• _CHALLENGES_
1. From the passage on The Rattrap, write out the part starting with "He is the protagonist" and going on through "pragmatist and humorous.", without changing a word.
2. Pull out every line of the records that contains the string "wall", matching case exactly.

--- START DOCUMENT TEXT ---

Edla is downcast when she learns that the peddler is a thief. The tramp undergoes a change of heart after experiencing her kindness. He returns the stolen money and writes a letter to her, thanking her for helping him escape the rattrap. He attains nobility of spirit and ‘becomes’ Captain Von Stahle. The story ends with the victory of human goodness.

The Rattrap Main Characters in the Chapter

The peddler

He is the protagonist and central character of the story. He is an unnamed man who lives as a tramp wandering the countryside and selling rattraps. As he does not make enough money from this to survive, the rattrap peddler also engages in petty thievery and begging.

Characteristics of peddler: Vagabound, thief, beggar, witty, philosopher, pragmatist and humorous.

Edla Willmansson

Edla is the daughter of the ironmaster. He is described as ‘not at all pretty, but modest and quite shy’. She is exceptionally kind. She convinces the peddler to come to her house and then convinces her father to let the peddler stay for Christmas Eve. She is the most positive figure in the story, and her compassion and generosity are the reasons for the peddler’s transformation.

Characteristics of Edla Willmansson: Kind, compassionate, friendly, charming, modest, shy, persuasive, sensitive, understanding, hospitable, honest and innocent.

--- END DOCUMENT TEXT ---
--- START GIVEN RECORDS ---

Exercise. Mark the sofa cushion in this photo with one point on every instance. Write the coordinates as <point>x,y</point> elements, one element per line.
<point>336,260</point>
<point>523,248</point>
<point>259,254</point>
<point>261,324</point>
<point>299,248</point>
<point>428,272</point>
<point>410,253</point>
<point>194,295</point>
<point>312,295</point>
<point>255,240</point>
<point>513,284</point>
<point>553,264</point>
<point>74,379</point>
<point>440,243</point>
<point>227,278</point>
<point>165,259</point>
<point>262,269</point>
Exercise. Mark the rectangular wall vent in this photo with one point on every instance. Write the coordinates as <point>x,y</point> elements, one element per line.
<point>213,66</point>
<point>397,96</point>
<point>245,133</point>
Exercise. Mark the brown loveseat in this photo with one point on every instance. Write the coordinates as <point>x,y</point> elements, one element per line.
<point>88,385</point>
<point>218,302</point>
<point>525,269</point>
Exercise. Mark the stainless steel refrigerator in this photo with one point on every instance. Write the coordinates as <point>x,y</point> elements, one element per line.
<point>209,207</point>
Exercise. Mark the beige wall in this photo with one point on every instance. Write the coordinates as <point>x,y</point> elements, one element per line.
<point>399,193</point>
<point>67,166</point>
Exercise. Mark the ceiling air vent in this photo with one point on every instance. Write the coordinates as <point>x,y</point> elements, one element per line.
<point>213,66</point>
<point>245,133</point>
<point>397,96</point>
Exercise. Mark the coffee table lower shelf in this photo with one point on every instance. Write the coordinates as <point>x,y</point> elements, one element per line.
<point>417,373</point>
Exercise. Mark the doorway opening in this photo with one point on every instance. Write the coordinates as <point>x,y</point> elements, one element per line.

--- END GIVEN RECORDS ---

• _RESPONSES BY TASK_
1.
He is the protagonist and central character of the story. He is an unnamed man who lives as a tramp wandering the countryside and selling rattraps. As he does not make enough money from this to survive, the rattrap peddler also engages in petty thievery and begging.

Characteristics of peddler: Vagabound, thief, beggar, witty, philosopher, pragmatist and humorous.

2.
Exercise. Mark the rectangular wall vent in this photo with one point on every instance. Write the coordinates as <point>x,y</point> elements, one element per line.
Exercise. Mark the beige wall in this photo with one point on every instance. Write the coordinates as <point>x,y</point> elements, one element per line.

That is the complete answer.